# [Required task a]
Copy out the Big Bend trip passage below word for word, in full.
** start Page **
After a quick Mountain House lunch (freeze dried meal) at the picnic tables we went back down the mountain and took the Ross Maxwell Scenic towards Santa Elena Canyon. However, this time we made many stops along the way. We stopped at The Sam Nail Ranch, Blue Creek Ranch Overlook, Lower Burro Mesa Pouroff, Mule Ears Viewpoint, Tuff Canyon, and lastly stopped at Castolon Historic District and checked out the visitor center. After all these stops we made our way up the Old Maverick Road to the main road through the park (118). Once on pavement we went east to the Grapevine Hills. The Grapevine Hills Road is considered an improved dirt road and is more suitable for standard cars, although we recommend vehicles with some ground clearance for a couple rough spots. Once at the hills we hiked out to Balanced Rock, this massive boulder wedged between two rocks; it kind of looks like the boulder rolling towards you on the Indiana Jones Ride at Disneyland. That was the last stop on our Big Bend Trip. We had a big Sunday ahead full of 2 more national parks and a lot of driving!
** end Page **
** start Data for the task **
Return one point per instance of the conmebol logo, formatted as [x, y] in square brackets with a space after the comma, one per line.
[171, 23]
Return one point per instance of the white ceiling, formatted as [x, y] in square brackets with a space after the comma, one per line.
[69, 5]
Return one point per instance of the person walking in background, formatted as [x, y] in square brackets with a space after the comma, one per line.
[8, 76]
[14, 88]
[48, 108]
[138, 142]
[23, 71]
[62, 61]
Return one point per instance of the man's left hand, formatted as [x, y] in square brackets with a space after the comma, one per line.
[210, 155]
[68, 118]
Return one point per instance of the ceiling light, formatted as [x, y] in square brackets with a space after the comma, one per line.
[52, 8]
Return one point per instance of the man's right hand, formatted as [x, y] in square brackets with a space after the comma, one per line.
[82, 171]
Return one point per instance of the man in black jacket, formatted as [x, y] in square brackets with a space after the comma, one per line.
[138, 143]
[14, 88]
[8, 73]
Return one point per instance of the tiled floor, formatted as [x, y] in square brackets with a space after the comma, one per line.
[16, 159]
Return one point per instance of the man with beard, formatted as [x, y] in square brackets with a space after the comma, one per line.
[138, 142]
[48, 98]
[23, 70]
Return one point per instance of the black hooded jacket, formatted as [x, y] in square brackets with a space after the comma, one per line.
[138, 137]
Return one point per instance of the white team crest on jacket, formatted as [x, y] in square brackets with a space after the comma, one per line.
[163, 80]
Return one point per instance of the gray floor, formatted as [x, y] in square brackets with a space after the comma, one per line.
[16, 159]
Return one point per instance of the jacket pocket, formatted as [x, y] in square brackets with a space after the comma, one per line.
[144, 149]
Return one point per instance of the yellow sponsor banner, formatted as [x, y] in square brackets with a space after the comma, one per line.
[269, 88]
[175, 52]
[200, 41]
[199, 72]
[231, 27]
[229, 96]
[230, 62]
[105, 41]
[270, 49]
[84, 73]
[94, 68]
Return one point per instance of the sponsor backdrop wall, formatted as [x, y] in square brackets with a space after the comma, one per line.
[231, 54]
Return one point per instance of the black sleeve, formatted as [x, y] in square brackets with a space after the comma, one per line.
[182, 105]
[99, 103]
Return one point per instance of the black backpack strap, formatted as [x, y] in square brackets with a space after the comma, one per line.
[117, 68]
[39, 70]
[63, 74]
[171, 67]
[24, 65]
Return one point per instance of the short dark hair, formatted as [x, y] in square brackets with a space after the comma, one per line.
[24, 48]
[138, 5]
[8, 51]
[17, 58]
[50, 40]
** end Data for the task **
# [Required task b]
Recast the stretch of rows above, from the one containing "Return one point per instance of the white team" through the final row, both included, as a Markdown table with the columns Number and Line. Give each line its own number and leave out blank lines.

# [Exercise solution a]
After a quick Mountain House lunch (freeze dried meal) at the picnic tables we went back down the mountain and took the Ross Maxwell Scenic towards Santa Elena Canyon. However, this time we made many stops along the way. We stopped at The Sam Nail Ranch, Blue Creek Ranch Overlook, Lower Burro Mesa Pouroff, Mule Ears Viewpoint, Tuff Canyon, and lastly stopped at Castolon Historic District and checked out the visitor center. After all these stops we made our way up the Old Maverick Road to the main road through the park (118). Once on pavement we went east to the Grapevine Hills. The Grapevine Hills Road is considered an improved dirt road and is more suitable for standard cars, although we recommend vehicles with some ground clearance for a couple rough spots. Once at the hills we hiked out to Balanced Rock, this massive boulder wedged between two rocks; it kind of looks like the boulder rolling towards you on the Indiana Jones Ride at Disneyland. That was the last stop on our Big Bend Trip. We had a big Sunday ahead full of 2 more national parks and a lot of driving!

# [Exercise solution b]
| Number | Line |
|---|---|
| 1 | Return one point per instance of the white team crest on jacket, formatted as [x, y] in square brackets with a space after the comma, one per line. |
| 2 | [163, 80] |
| 3 | Return one point per instance of the gray floor, formatted as [x, y] in square brackets with a space after the comma, one per line. |
| 4 | [16, 159] |
| 5 | Return one point per instance of the jacket pocket, formatted as [x, y] in square brackets with a space after the comma, one per line. |
| 6 | [144, 149] |
| 7 | Return one point per instance of the yellow sponsor banner, formatted as [x, y] in square brackets with a space after the comma, one per line. |
| 8 | [269, 88] |
| 9 | [175, 52] |
| 10 | [200, 41] |
| 11 | [199, 72] |
| 12 | [231, 27] |
| 13 | [229, 96] |
| 14 | [230, 62] |
| 15 | [105, 41] |
| 16 | [270, 49] |
| 17 | [84, 73] |
| 18 | [94, 68] |
| 19 | Return one point per instance of the sponsor backdrop wall, formatted as [x, y] in square brackets with a space after the comma, one per line. |
| 20 | [231, 54] |
| 21 | Return one point per instance of the black sleeve, formatted as [x, y] in square brackets with a space after the comma, one per line. |
| 22 | [182, 105] |
| 23 | [99, 103] |
| 24 | Return one point per instance of the black backpack strap, formatted as [x, y] in square brackets with a space after the comma, one per line. |
| 25 | [117, 68] |
| 26 | [39, 70] |
| 27 | [63, 74] |
| 28 | [171, 67] |
| 29 | [24, 65] |
| 30 | Return one point per instance of the short dark hair, formatted as [x, y] in square brackets with a space after the comma, one per line. |
| 31 | [24, 48] |
| 32 | [138, 5] |
| 33 | [8, 51] |
| 34 | [17, 58] |
| 35 | [50, 40] |